## What the exercise asks
Except for the pictures, write out all the records that follow exactly.

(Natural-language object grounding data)

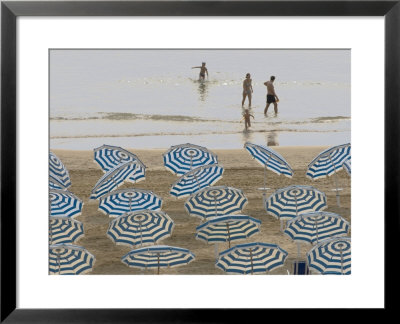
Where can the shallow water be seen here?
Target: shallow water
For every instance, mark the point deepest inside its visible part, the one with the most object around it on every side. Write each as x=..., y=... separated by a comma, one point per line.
x=152, y=98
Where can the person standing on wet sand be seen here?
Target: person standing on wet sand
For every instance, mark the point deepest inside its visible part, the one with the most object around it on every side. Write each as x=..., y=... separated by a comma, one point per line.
x=247, y=89
x=271, y=96
x=203, y=71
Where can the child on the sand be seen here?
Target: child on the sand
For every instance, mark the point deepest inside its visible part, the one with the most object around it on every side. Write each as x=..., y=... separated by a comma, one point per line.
x=246, y=117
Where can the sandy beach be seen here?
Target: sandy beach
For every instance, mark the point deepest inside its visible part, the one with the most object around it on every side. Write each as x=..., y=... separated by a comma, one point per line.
x=240, y=171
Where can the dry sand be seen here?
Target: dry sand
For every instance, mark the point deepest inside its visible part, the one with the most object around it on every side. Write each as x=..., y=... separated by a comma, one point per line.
x=240, y=171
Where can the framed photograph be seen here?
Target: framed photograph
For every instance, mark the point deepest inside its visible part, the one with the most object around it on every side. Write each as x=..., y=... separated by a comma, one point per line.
x=195, y=152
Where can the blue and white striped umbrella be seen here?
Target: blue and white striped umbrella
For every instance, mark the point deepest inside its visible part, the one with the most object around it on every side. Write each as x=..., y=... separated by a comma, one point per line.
x=216, y=201
x=158, y=256
x=65, y=230
x=108, y=157
x=140, y=228
x=347, y=165
x=332, y=256
x=64, y=203
x=228, y=228
x=55, y=183
x=69, y=259
x=270, y=159
x=113, y=179
x=196, y=180
x=122, y=201
x=316, y=226
x=251, y=258
x=58, y=170
x=290, y=202
x=328, y=162
x=180, y=159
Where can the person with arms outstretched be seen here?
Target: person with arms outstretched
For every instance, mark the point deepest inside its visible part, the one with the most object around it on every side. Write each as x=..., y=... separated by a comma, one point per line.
x=247, y=89
x=203, y=71
x=271, y=95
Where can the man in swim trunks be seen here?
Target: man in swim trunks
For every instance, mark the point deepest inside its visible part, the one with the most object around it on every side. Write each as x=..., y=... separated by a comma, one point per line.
x=203, y=71
x=271, y=96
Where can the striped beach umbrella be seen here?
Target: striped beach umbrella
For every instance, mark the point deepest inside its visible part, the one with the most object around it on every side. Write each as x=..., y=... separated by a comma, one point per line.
x=331, y=256
x=55, y=183
x=347, y=165
x=328, y=163
x=113, y=179
x=108, y=157
x=289, y=202
x=315, y=227
x=69, y=259
x=140, y=228
x=64, y=203
x=216, y=201
x=251, y=258
x=64, y=230
x=270, y=159
x=158, y=256
x=58, y=170
x=180, y=159
x=122, y=201
x=196, y=180
x=228, y=228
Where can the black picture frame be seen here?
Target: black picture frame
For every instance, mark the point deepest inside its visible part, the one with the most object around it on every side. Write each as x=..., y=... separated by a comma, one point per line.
x=11, y=10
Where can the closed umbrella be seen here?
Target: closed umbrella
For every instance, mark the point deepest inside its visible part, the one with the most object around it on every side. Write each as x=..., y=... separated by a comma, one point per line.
x=58, y=170
x=228, y=228
x=215, y=201
x=289, y=202
x=196, y=180
x=270, y=160
x=64, y=203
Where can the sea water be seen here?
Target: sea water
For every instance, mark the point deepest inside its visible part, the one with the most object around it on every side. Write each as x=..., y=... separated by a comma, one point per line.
x=136, y=98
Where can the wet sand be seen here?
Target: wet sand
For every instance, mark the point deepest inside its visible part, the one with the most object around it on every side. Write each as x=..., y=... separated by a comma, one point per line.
x=240, y=171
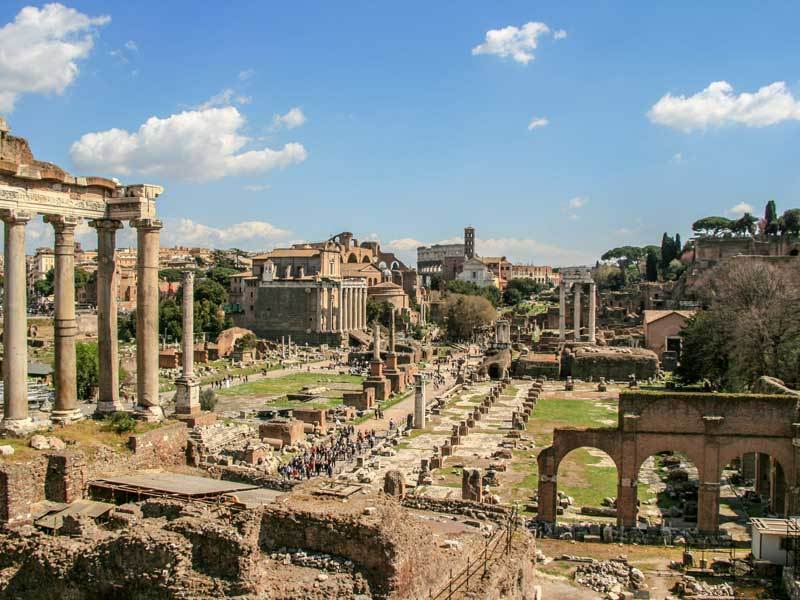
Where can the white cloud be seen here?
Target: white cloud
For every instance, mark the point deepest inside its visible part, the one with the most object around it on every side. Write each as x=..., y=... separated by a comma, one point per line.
x=537, y=122
x=226, y=97
x=195, y=145
x=578, y=202
x=740, y=209
x=718, y=105
x=247, y=234
x=294, y=118
x=516, y=43
x=40, y=49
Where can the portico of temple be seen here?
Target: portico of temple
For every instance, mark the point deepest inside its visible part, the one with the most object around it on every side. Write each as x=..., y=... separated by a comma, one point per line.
x=29, y=188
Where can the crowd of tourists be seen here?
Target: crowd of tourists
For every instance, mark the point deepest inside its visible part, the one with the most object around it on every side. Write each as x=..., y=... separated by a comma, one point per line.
x=320, y=459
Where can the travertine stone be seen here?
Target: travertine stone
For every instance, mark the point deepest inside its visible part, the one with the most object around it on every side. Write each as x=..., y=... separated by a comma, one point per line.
x=15, y=358
x=107, y=345
x=65, y=326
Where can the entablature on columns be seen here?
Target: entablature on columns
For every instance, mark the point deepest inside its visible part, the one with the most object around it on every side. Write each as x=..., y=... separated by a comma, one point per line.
x=126, y=203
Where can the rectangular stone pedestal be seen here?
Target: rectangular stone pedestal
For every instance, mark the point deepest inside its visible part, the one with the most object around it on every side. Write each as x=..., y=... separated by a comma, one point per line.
x=397, y=380
x=187, y=396
x=381, y=385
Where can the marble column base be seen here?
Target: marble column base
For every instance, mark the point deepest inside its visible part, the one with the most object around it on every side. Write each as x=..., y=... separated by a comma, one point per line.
x=18, y=427
x=187, y=396
x=64, y=417
x=109, y=408
x=150, y=414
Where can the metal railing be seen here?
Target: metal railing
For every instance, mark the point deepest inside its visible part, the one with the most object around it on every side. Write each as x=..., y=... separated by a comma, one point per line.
x=496, y=546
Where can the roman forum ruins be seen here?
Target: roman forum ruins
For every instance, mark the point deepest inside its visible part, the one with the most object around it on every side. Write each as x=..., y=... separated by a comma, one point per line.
x=29, y=188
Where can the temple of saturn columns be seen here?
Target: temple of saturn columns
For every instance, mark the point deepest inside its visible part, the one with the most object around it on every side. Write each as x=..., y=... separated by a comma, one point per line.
x=574, y=280
x=29, y=187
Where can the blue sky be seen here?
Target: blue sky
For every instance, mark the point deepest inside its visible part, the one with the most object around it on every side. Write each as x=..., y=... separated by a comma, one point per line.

## Answer
Where can the shallow water be seen here?
Target: shallow water
For every instance, mark the point deepest inside its visible part, the one with the most object around it on every side. Write each as x=..., y=... separated by a comma, one point per line.
x=152, y=98
Where can the person standing on wet sand be seen here?
Target: person standing on wet sand
For every instance, mark the point deepest inside its visible part, the one with the most object around it on every side. Write each as x=..., y=... separated by a comma, one point per line.
x=247, y=89
x=271, y=96
x=203, y=71
Where can the child on the sand be seen here?
Target: child on the sand
For every instance, mark the point deepest inside its visible part, the one with the most object around it on every side. Write each as x=..., y=... separated by a comma, one point per line.
x=246, y=117
Where can the sandy beach be seen here?
Target: sandy beach
For every instance, mark the point deepest inside its visible part, the one with the most object around it on every side. Write each as x=..., y=... separated by a comma, one point per line.
x=240, y=171
Where can the dry sand be seen here?
Target: dry sand
For every instance, mark the point deepest inside its visible part, the one with the most object around it on every side. Write each as x=..., y=... separated by a comma, one point per line.
x=240, y=171
Where can the framed photograph be seen here?
Target: framed photograph
For every instance, mark the point deepest inside its visible part, the one with the most object around it on every side. Write each as x=..., y=... separated by a comma, one point per line.
x=195, y=152
Where can the blue and white striped umbrella be seen here?
Target: blue and white striped umbrella
For every instance, mark the point deepest inside its visible part, the one with the most object around it on every side. Write each as x=..., y=... separated by a comma, one point per line.
x=216, y=201
x=158, y=256
x=65, y=230
x=108, y=157
x=140, y=228
x=347, y=165
x=332, y=256
x=64, y=203
x=228, y=228
x=55, y=183
x=69, y=259
x=270, y=159
x=113, y=179
x=196, y=180
x=122, y=201
x=316, y=226
x=251, y=258
x=58, y=170
x=290, y=202
x=328, y=162
x=180, y=159
Where can the person with arms outstretched be seen here?
Target: person with arms outstretched
For every instance, mark the point deepest inside its visible part, the one with the most object around it on every side. Write each as x=..., y=... separated by a comma, one point per line.
x=247, y=89
x=203, y=71
x=271, y=95
Where can the man in swim trunks be seen here?
Target: man in swim trunks
For every instance, mark the point deepest inside its visible part, the one with the most object around it on every side. Write each as x=..., y=... separated by a comma, one point per line.
x=203, y=71
x=271, y=96
Where can the striped beach umbrella be seen here?
Target: striped beach umbrella
For every instance, mark the point deepest inside its visible part, the one with the most object around it on every side. Write each as x=..., y=... separated by a comma, one point per line.
x=331, y=256
x=55, y=183
x=347, y=165
x=328, y=163
x=113, y=179
x=108, y=157
x=289, y=202
x=315, y=227
x=69, y=259
x=140, y=228
x=64, y=203
x=216, y=201
x=251, y=258
x=64, y=230
x=270, y=159
x=158, y=256
x=58, y=170
x=180, y=159
x=122, y=201
x=196, y=180
x=228, y=228
Where can the black picture frame be seen here?
Target: black picture frame
For every instance, mark the point deepest inside its visible part, the one with the most object around it on every side. Write each as x=..., y=... separated by a comma, one point per line.
x=11, y=10
Where can the closed umbrella be seen here?
Target: closed umbrella
For every instance, mark the point deepest inside its visible part, the one with the most object around it on every side. Write each as x=..., y=... separated by a comma, one point per line.
x=58, y=170
x=228, y=228
x=215, y=201
x=289, y=202
x=196, y=180
x=270, y=160
x=64, y=203
Where can the sea water be seen here?
Target: sea water
For every instance, mark the point deepest inside its visible part, the one with the most object around it on every side. Write each as x=..., y=... separated by a comma, one point per line.
x=136, y=98
Where can the wet sand be seen here?
Target: wet sand
For every instance, mark the point deepest inside its visible part, the one with the most object around it on every side. Write each as x=..., y=... separated by a comma, one point per line.
x=240, y=171
Where can the white cloud be seen here?
Target: white cloud
For every instance, mark the point deepest inside its visible part, the one with the most object around it on every side. Write each as x=..., y=... separated by a comma, one point per line.
x=537, y=122
x=226, y=97
x=195, y=145
x=578, y=202
x=740, y=209
x=718, y=105
x=247, y=234
x=294, y=118
x=516, y=43
x=40, y=49
Where can the portico of temple be seen here?
Target: portico of temple
For every instance, mark the point deepest inside its visible part, the one with the most object around it on every side. Write each as x=..., y=... separated by a comma, one point per line.
x=29, y=188
Where can the crowd of tourists be seen here?
Target: crowd of tourists
For every instance, mark the point deepest inside its visible part, the one with the most object around it on every side. Write each as x=..., y=... separated by a comma, one point per line.
x=320, y=459
Where can the travertine stone be seen here?
Target: travertine stone
For every instance, mark the point deepest inside its visible part, the one with the most object around it on every side. Write each as x=..., y=... separated by a comma, one point per line.
x=15, y=358
x=107, y=345
x=65, y=326
Where can the entablature on columns be seen here?
Target: entablature on columns
For every instance, mark the point deepest inside its visible part, the one with the most object around it on every side. Write each as x=..., y=... separated by a comma, one point per line.
x=126, y=203
Where can the rectangular stone pedestal be seen here?
Target: rectangular stone pedestal
For every instance, mark the point deepest inside its visible part, the one with the most object around it on every side. Write each as x=..., y=... separated by a comma, one point per line.
x=397, y=380
x=187, y=396
x=381, y=385
Where can the marble column base be seen here?
Target: marble column base
For every instance, mark the point deepest inside its visible part, the one with the most object around it on every side. Write each as x=..., y=... separated by a comma, one point per line.
x=18, y=427
x=187, y=396
x=64, y=417
x=109, y=408
x=150, y=414
Where can the metal railing be seen here?
Target: metal railing
For every instance, mark the point deepest inside its visible part, the one with the most object around it on every side. Write each as x=..., y=... separated by a comma, one point per line.
x=496, y=546
Where can the roman forum ruins be seen here?
Target: roman forum ruins
For every instance, mark the point deepest inside its visible part, the one with the most object around it on every side. Write each as x=..., y=... separated by a comma, one point per line.
x=29, y=188
Where can the temple of saturn columns be seen here?
Target: temple of saturn columns
For every instance, mark the point deepest inside its visible part, the one with the most object around it on every side. Write each as x=..., y=... separated by a comma, one point per line.
x=574, y=280
x=29, y=187
Where can the blue sky be seen here?
Target: blue sky
For every instance, mark the point deepest inside its visible part, the one with the most object around it on every side. Write each as x=..., y=... separated by a comma, one point per line.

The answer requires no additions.